* BEGIN PROVIDED PASSAGE *
Q. Please tell me who you are?
P. Do you not know me? I am P. R.,
henceforth Philemon. Here
that is my true name, and I hope to write much over that signature.
This is only a flashlight, as
it were, truly from myself, but clothed by another mind functioning
through another brain. Yet it is I, and I greet you with fullest love,
sympathy, and gratitude. Oh, that I could satisfy heart and brain alike!
His will be
done! PHILEMON.
P. I am P.R., Philemon.
Q. Did you know how our thoughts were
with you those last days, when it was not possible to see you?
P. My friend, I know—I know—I knew.
Q. Did you consciously come and bid
farewell, when your spirit was freed from the body, to some of your
friends?
P. Yes, I did—that last day of
unconsciousness (physical) my spirit was active and knew much that the
veil of flesh had hidden. You see, dear friend, freed from the body, yet
united with the physical forces, the soul of the dying man has strength,
i.e.
material energy, that the soul,
finally severed from the body, lacks. It is strange that it should be so;
and when the silver chain is loosed and the golden bowl is broken, then
the soul depends upon the love of those left behind for the ladder of
light by which it can descend to the abandoned world of matter.
Q. Can you still come wherever that
ladder of light exists? P.
Yes, I can come, but to whom I cannot say. Q. Are you with your beloved ones
where you are now?
P. I am with my beloved ones, but in
ways difficult to express so
as not to convey false impressions; but, believe me, the best you can
conceive falls short of the realities of life beyond death. Beyond the
spiritual, and transcending it as that transcends the physical, lies the
celestial, the abode of the truly blest, those who have attained the Beatific
Vision. I will write more fully another time. God bless you and keep you
now and ever!
November 1916.
My Friend,—Let me be simply Philemon.
Q. Shall we ask you questions, or
will you speak to us—tell us what you will?
P. I should like you to ask me
questions, for that method focusses thought and so helps us both.
Q. Have you seen the Saviour Jesus
Christ?
P. I have not yet
seen—I have sensed
with, as you would express
it, closed eyes a glory that I dared not yet gaze upon.
Q. Are you nearer to Him than on
earth?
P. I do not feel nearer than I felt
at times on earth, but I feel more continuously in His presence. I am at
present exclusively dwelling
in the soul of the earth—or in the next grade of substance to the earth matter. But it is my choice to do so—otherwise I could
not write, as I now am doing,
and could not manifest sensibly to earth dwellers.
Q. Are you not in close touch with
your beloved ones on the Other Side?
P. I visit my beloved ones in the
spirit-spheres of earth, during seasons of rest, when earthly friends do not seek my presence as you do now.
(But I would not draw you back here
for anything.)
P. But I would not wish to be with
these beloved in the spiritspheres of the earth, except for spells of
refreshment.
Q. Are they not working with you?
* END PROVIDED PASSAGE *
— WRITTEN REQUEST A —
For each statement about the Philemon dialogue, answer yes or no and quote the words from the dialogue that decide it. (i) Philemon says he has seen Jesus Christ. (ii) Philemon would rather be asked questions than speak freely. (iii) Philemon says he can tell to whom he is able to come.
— WRITTEN REQUEST B —
In the Philemon dialogue, why does Philemon say he is dwelling only in the soul of the earth? Answer in one to three sentences.
* BEGIN DATA PROVIDED *
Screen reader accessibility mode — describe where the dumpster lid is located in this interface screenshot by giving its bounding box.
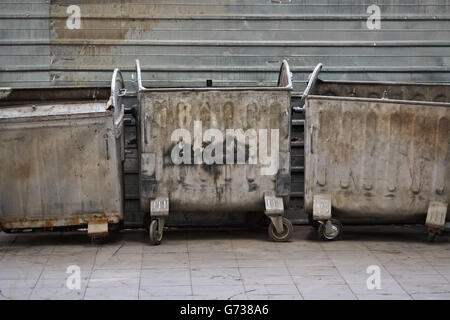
[0,102,108,119]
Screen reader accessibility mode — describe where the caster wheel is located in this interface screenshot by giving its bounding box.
[428,232,439,243]
[148,220,162,246]
[91,237,108,245]
[317,219,342,240]
[268,218,294,242]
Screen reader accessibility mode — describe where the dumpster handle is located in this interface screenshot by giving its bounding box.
[136,59,145,91]
[111,68,127,128]
[277,60,292,89]
[293,63,323,112]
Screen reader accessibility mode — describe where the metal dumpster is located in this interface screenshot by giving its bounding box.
[0,69,124,237]
[303,65,450,240]
[136,60,292,244]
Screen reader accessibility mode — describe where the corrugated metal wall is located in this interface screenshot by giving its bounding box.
[0,0,450,225]
[0,0,450,91]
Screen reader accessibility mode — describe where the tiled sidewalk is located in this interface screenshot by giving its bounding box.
[0,226,450,300]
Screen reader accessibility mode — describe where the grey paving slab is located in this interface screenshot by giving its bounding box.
[142,252,189,269]
[191,268,242,286]
[0,226,450,300]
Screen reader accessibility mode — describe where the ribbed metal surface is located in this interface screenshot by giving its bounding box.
[0,0,450,91]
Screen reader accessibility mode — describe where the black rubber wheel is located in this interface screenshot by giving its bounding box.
[268,218,294,242]
[317,219,342,241]
[148,219,162,246]
[91,236,108,245]
[428,232,439,243]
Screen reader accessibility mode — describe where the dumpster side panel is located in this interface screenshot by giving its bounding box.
[139,90,290,212]
[305,96,450,222]
[0,106,122,229]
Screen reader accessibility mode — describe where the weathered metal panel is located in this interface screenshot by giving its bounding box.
[305,83,450,223]
[137,60,291,212]
[0,83,123,229]
[0,0,450,91]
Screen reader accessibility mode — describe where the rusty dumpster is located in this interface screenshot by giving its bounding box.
[302,66,450,240]
[0,69,124,237]
[136,60,293,244]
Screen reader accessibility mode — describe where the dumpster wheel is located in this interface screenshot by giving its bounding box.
[148,219,162,246]
[268,217,294,242]
[317,219,342,240]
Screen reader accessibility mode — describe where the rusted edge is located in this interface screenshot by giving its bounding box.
[0,212,123,230]
[307,95,450,107]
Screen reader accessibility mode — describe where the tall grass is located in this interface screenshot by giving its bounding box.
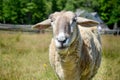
[0,32,120,80]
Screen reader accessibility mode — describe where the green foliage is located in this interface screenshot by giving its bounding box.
[0,31,120,80]
[0,0,120,25]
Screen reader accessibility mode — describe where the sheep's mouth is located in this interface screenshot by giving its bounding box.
[58,46,68,50]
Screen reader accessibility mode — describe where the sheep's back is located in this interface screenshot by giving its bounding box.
[79,26,101,80]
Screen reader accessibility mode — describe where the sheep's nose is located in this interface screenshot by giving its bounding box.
[57,38,67,44]
[57,33,67,44]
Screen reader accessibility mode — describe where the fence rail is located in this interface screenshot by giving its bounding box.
[0,24,40,33]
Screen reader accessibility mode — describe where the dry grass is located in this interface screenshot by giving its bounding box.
[0,32,120,80]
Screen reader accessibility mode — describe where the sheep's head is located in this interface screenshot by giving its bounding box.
[33,11,98,51]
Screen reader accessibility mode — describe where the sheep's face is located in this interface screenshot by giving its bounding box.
[33,11,98,52]
[50,12,76,51]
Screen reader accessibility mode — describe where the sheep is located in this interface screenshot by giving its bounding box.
[33,11,101,80]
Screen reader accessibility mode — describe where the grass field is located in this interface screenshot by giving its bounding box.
[0,31,120,80]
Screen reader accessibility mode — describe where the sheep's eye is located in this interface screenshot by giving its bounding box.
[51,19,53,22]
[73,17,77,22]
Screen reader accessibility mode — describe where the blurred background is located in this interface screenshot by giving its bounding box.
[0,0,120,80]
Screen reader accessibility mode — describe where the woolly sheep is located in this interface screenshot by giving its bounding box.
[33,11,101,80]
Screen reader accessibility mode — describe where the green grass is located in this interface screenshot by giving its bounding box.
[0,31,120,80]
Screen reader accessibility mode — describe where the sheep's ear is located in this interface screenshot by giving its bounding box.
[77,17,99,27]
[32,19,51,29]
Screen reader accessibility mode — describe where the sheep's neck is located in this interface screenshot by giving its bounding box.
[60,36,80,80]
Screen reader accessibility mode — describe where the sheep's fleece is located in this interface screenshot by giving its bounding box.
[33,11,101,80]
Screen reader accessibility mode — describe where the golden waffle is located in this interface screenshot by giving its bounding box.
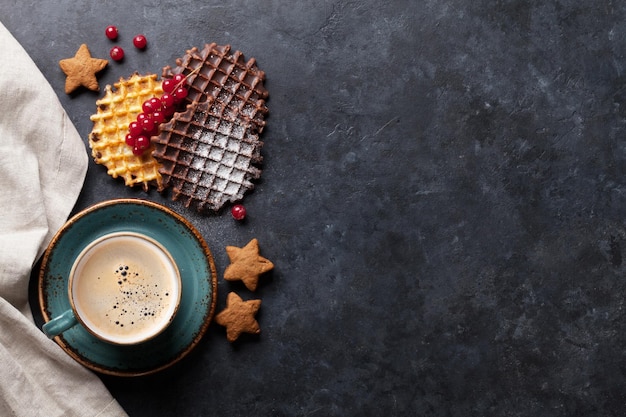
[152,100,263,212]
[162,43,268,133]
[89,73,164,191]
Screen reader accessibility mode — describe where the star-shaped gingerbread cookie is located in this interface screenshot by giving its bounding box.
[59,44,109,94]
[215,292,261,342]
[224,239,274,291]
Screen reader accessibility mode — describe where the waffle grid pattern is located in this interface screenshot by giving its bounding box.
[153,101,263,212]
[89,73,164,191]
[163,43,268,133]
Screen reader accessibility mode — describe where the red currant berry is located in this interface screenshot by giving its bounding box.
[230,204,246,220]
[135,135,150,150]
[161,93,176,108]
[161,78,176,94]
[104,26,118,41]
[109,46,124,61]
[128,122,143,138]
[140,116,154,133]
[133,35,148,49]
[125,133,135,147]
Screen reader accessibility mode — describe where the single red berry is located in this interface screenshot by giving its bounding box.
[104,26,118,41]
[110,46,124,61]
[141,97,161,114]
[133,35,148,49]
[161,78,176,94]
[126,133,135,146]
[230,204,246,220]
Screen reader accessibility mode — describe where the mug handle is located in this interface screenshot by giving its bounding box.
[41,309,78,339]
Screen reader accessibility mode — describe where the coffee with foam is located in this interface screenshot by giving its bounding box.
[70,232,181,344]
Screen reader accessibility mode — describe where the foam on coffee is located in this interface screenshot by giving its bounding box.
[70,233,181,344]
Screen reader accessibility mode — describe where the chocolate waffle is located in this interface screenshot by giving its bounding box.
[162,43,268,133]
[152,99,263,212]
[89,73,164,191]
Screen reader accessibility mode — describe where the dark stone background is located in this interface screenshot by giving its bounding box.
[0,0,626,417]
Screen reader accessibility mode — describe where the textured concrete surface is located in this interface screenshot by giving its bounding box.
[0,0,626,417]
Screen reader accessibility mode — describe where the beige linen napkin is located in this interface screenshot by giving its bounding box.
[0,23,126,417]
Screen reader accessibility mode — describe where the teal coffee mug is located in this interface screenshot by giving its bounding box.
[43,232,182,345]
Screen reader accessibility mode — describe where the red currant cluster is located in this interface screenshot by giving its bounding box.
[125,74,187,156]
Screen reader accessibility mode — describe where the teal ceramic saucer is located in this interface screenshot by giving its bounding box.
[39,199,217,376]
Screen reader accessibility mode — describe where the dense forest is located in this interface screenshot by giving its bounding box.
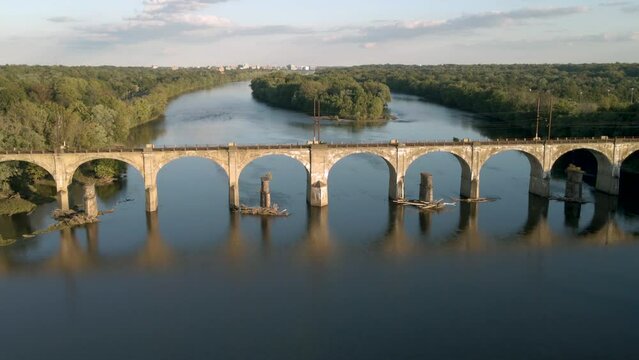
[0,66,262,213]
[251,72,391,121]
[319,64,639,138]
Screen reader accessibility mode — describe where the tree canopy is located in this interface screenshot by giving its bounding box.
[320,64,639,137]
[251,72,391,121]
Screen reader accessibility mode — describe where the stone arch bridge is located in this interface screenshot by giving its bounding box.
[0,137,639,212]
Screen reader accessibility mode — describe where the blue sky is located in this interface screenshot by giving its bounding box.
[0,0,639,66]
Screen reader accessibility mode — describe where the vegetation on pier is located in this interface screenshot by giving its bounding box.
[0,66,264,214]
[251,72,391,121]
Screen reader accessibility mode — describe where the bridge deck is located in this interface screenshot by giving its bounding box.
[0,136,639,155]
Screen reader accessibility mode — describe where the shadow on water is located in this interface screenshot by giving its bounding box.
[0,194,636,273]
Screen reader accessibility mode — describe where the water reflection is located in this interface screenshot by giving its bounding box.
[45,228,94,273]
[300,207,334,263]
[136,212,175,269]
[375,203,413,255]
[0,194,637,274]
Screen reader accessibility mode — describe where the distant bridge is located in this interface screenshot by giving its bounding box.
[0,137,639,212]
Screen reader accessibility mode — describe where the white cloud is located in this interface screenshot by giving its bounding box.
[329,6,588,43]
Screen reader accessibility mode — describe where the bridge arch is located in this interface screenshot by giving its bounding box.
[406,149,471,198]
[326,148,397,177]
[154,153,229,184]
[0,154,55,179]
[237,152,311,209]
[326,148,398,199]
[478,147,550,196]
[326,149,405,199]
[548,146,619,195]
[237,151,311,178]
[65,152,144,186]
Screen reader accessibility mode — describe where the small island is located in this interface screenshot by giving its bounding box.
[251,72,391,121]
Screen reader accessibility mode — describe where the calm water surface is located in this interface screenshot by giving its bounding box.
[0,83,639,359]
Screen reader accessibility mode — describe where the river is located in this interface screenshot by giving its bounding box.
[0,83,639,359]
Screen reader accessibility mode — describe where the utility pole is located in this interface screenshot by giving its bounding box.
[535,93,541,140]
[548,93,552,140]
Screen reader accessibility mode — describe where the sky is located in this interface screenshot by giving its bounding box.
[0,0,639,66]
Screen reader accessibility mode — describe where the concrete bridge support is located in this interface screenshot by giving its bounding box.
[56,186,69,210]
[388,169,404,200]
[528,172,550,198]
[459,169,479,199]
[307,144,330,207]
[595,162,621,195]
[229,144,240,209]
[83,184,98,217]
[142,146,160,212]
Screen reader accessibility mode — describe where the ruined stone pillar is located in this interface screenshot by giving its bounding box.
[388,171,404,200]
[228,143,240,210]
[307,144,330,207]
[595,161,621,195]
[564,202,581,229]
[56,187,69,210]
[388,140,407,200]
[260,175,271,208]
[565,164,584,201]
[53,154,73,210]
[528,172,550,197]
[83,184,98,217]
[143,144,158,212]
[419,173,433,202]
[459,170,479,199]
[144,185,158,212]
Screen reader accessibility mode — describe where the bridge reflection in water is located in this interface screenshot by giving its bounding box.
[0,193,639,276]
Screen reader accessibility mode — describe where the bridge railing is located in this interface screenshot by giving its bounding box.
[5,136,639,155]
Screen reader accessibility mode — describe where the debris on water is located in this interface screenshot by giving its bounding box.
[393,199,457,211]
[452,197,500,203]
[235,204,289,216]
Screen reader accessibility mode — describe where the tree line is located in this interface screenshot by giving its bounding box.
[0,65,256,211]
[319,64,639,138]
[251,72,391,121]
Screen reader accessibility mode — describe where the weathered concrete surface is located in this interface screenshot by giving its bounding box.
[83,184,98,217]
[419,173,433,202]
[564,164,584,202]
[260,176,271,208]
[0,139,639,212]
* END DATA PROVIDED *
— ANSWER A —
(i) No: "I have not yet seen—I have sensed"
(ii) Yes: "I should like you to ask me questions, for that method focusses thought and so helps us both."
(iii) No: "Yes, I can come, but to whom I cannot say."

— ANSWER B —
Philemon says that dwelling in the soul of the earth is his own choice. If he did not, he could not write as he is now doing. He also could not manifest sensibly to earth dwellers.